Input:
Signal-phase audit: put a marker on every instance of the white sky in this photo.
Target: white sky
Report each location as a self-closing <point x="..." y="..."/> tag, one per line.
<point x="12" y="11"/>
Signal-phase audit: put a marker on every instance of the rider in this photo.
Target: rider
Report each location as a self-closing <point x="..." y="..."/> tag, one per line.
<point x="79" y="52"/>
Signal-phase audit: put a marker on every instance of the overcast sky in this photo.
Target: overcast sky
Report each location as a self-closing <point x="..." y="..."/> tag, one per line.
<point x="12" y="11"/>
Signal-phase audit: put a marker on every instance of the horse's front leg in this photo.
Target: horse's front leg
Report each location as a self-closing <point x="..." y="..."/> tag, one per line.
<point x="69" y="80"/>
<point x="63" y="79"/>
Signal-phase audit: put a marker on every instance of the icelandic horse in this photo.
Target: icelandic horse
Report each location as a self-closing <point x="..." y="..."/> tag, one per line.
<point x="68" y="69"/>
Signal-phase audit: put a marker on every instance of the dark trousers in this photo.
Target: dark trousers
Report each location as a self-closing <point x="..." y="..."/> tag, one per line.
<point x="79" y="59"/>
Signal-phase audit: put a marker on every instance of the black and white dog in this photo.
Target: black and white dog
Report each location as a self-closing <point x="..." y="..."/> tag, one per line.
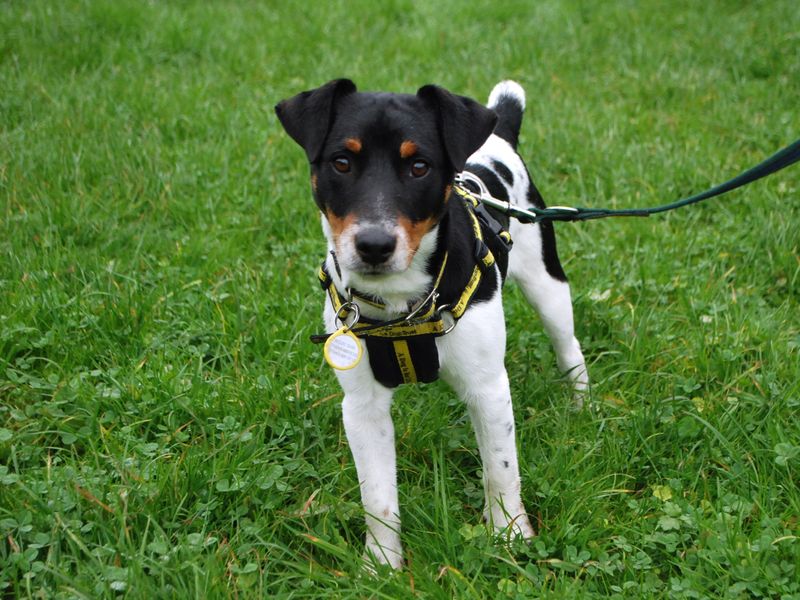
<point x="382" y="174"/>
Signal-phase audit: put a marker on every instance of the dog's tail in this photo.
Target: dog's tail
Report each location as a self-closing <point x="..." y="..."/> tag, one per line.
<point x="508" y="101"/>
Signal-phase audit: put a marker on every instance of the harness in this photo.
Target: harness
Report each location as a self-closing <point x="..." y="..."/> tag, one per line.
<point x="403" y="349"/>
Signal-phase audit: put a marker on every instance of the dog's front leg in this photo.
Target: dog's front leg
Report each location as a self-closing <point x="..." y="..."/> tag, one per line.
<point x="473" y="364"/>
<point x="370" y="433"/>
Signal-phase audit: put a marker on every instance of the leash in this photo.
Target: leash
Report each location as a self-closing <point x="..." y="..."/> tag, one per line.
<point x="780" y="160"/>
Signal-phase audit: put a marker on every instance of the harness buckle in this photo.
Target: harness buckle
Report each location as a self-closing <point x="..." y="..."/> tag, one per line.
<point x="429" y="299"/>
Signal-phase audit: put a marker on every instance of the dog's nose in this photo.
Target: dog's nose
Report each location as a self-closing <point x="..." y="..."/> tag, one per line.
<point x="375" y="245"/>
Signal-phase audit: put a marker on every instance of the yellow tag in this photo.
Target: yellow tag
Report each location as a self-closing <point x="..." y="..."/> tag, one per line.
<point x="343" y="350"/>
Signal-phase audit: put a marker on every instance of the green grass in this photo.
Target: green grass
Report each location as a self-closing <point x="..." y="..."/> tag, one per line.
<point x="166" y="429"/>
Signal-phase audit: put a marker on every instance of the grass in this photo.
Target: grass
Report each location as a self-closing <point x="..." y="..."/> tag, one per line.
<point x="166" y="430"/>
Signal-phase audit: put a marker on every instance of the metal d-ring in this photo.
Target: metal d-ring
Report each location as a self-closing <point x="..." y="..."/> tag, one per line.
<point x="431" y="298"/>
<point x="348" y="307"/>
<point x="440" y="312"/>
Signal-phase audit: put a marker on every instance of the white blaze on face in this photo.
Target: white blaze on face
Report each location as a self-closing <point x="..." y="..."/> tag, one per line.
<point x="343" y="232"/>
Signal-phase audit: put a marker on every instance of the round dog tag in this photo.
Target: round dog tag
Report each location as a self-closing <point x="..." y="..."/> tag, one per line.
<point x="343" y="350"/>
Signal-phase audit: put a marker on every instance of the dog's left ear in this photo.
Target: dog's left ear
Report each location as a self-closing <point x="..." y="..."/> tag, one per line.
<point x="464" y="123"/>
<point x="307" y="117"/>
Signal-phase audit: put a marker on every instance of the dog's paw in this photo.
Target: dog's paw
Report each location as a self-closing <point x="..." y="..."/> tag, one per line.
<point x="507" y="525"/>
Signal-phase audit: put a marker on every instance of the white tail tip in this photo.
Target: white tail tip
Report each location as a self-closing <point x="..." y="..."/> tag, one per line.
<point x="507" y="88"/>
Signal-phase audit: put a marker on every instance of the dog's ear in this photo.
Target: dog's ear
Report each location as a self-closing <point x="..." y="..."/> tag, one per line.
<point x="465" y="124"/>
<point x="307" y="116"/>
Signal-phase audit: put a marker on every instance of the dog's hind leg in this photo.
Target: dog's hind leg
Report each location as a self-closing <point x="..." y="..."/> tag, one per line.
<point x="535" y="268"/>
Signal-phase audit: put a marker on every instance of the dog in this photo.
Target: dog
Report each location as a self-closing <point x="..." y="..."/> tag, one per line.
<point x="405" y="255"/>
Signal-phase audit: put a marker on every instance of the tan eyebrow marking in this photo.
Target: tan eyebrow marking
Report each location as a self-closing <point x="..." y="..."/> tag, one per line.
<point x="353" y="144"/>
<point x="408" y="149"/>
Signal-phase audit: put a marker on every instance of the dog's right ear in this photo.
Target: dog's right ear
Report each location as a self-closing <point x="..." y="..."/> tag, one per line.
<point x="307" y="116"/>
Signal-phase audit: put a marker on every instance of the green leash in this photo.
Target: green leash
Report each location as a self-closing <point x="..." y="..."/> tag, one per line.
<point x="780" y="160"/>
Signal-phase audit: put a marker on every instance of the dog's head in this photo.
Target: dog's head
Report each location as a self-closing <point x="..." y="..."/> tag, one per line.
<point x="382" y="165"/>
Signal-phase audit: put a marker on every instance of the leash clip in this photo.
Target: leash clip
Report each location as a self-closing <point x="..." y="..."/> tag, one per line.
<point x="484" y="196"/>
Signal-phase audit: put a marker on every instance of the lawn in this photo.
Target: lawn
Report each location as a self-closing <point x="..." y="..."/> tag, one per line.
<point x="168" y="431"/>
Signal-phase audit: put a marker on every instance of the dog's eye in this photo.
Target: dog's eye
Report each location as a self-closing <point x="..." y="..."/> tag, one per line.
<point x="341" y="164"/>
<point x="419" y="168"/>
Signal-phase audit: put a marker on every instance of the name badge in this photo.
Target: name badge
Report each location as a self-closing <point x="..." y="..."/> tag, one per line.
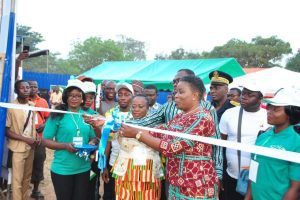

Task objective: Although the records include pictures, the copy should reproduce every line exactly and none of the pictures.

Answer area:
Signal-phase audit: put a marker on every instance of the white sky in this photo.
Target: white sky
Report each location as a self-closing <point x="..." y="..."/> tag, one per line.
<point x="12" y="11"/>
Signal-phase audit: put a marker on every instance of the rider in this photo.
Target: rider
Report each location as a self-closing <point x="..." y="..."/> tag, one per line.
<point x="79" y="52"/>
Signal-phase audit: put a marker on every instance of the overcast sky in this photo.
Target: overcast sky
Report each location as a self-closing <point x="..." y="..."/> tag, one per line.
<point x="12" y="11"/>
Signal-phase audit: put a marker on every instance of the horse's front leg in this photo.
Target: horse's front leg
Report each location as a self-closing <point x="..." y="..."/> tag, one per line.
<point x="69" y="80"/>
<point x="63" y="79"/>
Signal-phase audit: put a marker on every instance of the icelandic horse in this photo.
Target: icelandic horse
Report each location as a self-closing <point x="..." y="..."/> tag, one per line.
<point x="68" y="69"/>
Signal-phase audit: put a marker on every instance of the dark trousers in this photo.
Target: dark trousers
Report each location as a self-closing <point x="..." y="..."/> tag, one per line.
<point x="79" y="59"/>
Signal-phase audit: put a marker on every instance of the black and white dog in this photo.
Target: black and white dog
Report each location as a self-closing <point x="..." y="..."/> tag, one per line.
<point x="382" y="174"/>
Signal-phase audit: put a marker on every instance of the dog's tail in this photo.
Target: dog's tail
Report each location as a self-closing <point x="..." y="..."/> tag, one per line.
<point x="508" y="101"/>
Signal-phase audit: put a marker on every instance of the harness in this photo.
Target: harness
Report each location as a self-closing <point x="..." y="..."/> tag, one per line.
<point x="403" y="349"/>
Signal-phase audit: put a marker on every instance of the dog's front leg in this photo.
Target: dog's front leg
Report each location as a self-closing <point x="..." y="..."/> tag, one per line.
<point x="473" y="364"/>
<point x="370" y="433"/>
Signal-phase audit: put a marker on every instance of the leash in this photo.
Target: leash
Report each location as a self-closing <point x="..." y="..."/> tag, one per line.
<point x="780" y="160"/>
Signal-phase audit: put a marker on every instance of the harness buckle in this photo.
Target: harness buckle
Report each location as a self-closing <point x="..." y="..."/> tag, one per line.
<point x="429" y="299"/>
Signal-phase audit: put a marker on every instance of the dog's nose in this photo.
Target: dog's nose
Report each location as a self-closing <point x="..." y="..."/> tag, one per line.
<point x="375" y="245"/>
Signal-phase audit: put a marker on every instance of the yellow tag in this photo.
Target: yellow tag
Report each location as a self-closing <point x="..." y="..."/> tag, one per line.
<point x="343" y="350"/>
Signal-phase audit: put a marker on every instance of the green grass in this photo.
Target: green grass
Report each location as a self-closing <point x="..." y="..."/> tag, one per line.
<point x="166" y="429"/>
Signal-phase audit: put a marker on every instance of the grass in this photo.
Target: grass
Report each location as a self-closing <point x="..." y="..."/> tag, one per line.
<point x="166" y="430"/>
Signal-phase audit: put a marker on every instance of the metal d-ring in this photo.
Target: metal d-ring
Report each location as a self-closing <point x="..." y="..."/> tag, one per line.
<point x="431" y="298"/>
<point x="348" y="307"/>
<point x="440" y="312"/>
Signal-phase audit: put a marker on every instance of the white blaze on face in this photo.
Target: white blaze on face
Report each location as a self-closing <point x="..." y="..."/> tag, one per line.
<point x="343" y="232"/>
Signal-phase audit: put a marker on every instance of the round dog tag in this photo.
Target: round dog tag
Report each location as a self-closing <point x="..." y="..."/> tag, one per line.
<point x="343" y="350"/>
Signal-phase audit: put a marker on every instance of the dog's left ear in this photo.
Target: dog's left ear
Report each location as a self-closing <point x="..." y="..."/> tag, one per line.
<point x="464" y="123"/>
<point x="307" y="117"/>
Signal-phase audit: put a marker on every instance of the dog's paw in this photo.
Target: dog's paw
Report each location as a self-closing <point x="..." y="..."/> tag, one per line.
<point x="507" y="525"/>
Signal-phase audit: put a marker on every instance of the white tail tip in this photo.
Target: white tail tip
Report each location as a self-closing <point x="..." y="..."/> tag, one per line.
<point x="507" y="88"/>
Signal-phase audit: put a marker on every instance of the dog's ear in this photo.
Target: dog's ear
Report each location as a self-closing <point x="..." y="..."/> tag, one per line.
<point x="465" y="124"/>
<point x="307" y="116"/>
Signal-phase audit: put a marker on every instance of the dog's hind leg in this photo.
Target: dog's hind leg
Report each location as a self-closing <point x="..." y="..."/> tag, one per line.
<point x="535" y="268"/>
Signal-phase audit: put a marker on every instance of the dog in this photo.
Target: dog
Report each location as a self-closing <point x="..." y="..."/> tag, one per line.
<point x="405" y="255"/>
Signal-phase audit: put a marker on every instance of the tan eyebrow marking in this photo.
Target: tan eyebrow marking
Report each location as a self-closing <point x="..." y="..."/> tag, one per line.
<point x="353" y="144"/>
<point x="408" y="149"/>
Signal-phase audit: put a marker on every instance of the dog's right ear in this photo.
Target: dog's right ear
Report each location as a self-closing <point x="..." y="..."/> tag, one per line.
<point x="307" y="116"/>
Signal-phase audit: put a marker on every instance of the green leash in this photo.
Target: green leash
Report each location as a self-closing <point x="..." y="..."/> tag, one per line.
<point x="780" y="160"/>
Signal-phase audit: put a marker on every instance of the dog's head in this photo.
Target: dog's head
Report each location as a self-closing <point x="..." y="..."/> tag, one per line.
<point x="382" y="165"/>
Signal-phase audit: put a marker on every instance of the leash clip in this photo.
Target: leash clip
Report each location as a self-closing <point x="..." y="..."/> tag, one per line.
<point x="484" y="196"/>
Signal-phase audit: put a marker on every instance of the lawn in this photo.
Target: lawn
Report each location as a self-closing <point x="..." y="..."/> tag, one per line.
<point x="168" y="431"/>
Signal-phase audit: put a marker on every instance of the dog's eye in this photo.
Target: dog's eye
Report each location as a self-closing <point x="..." y="..."/> tag, one per line.
<point x="341" y="164"/>
<point x="419" y="168"/>
Signal-phase audit: put a marker on every instance of the name badge in this photo.
Target: name badge
Report each location as a self-closing <point x="..." y="..."/> tag, one per line.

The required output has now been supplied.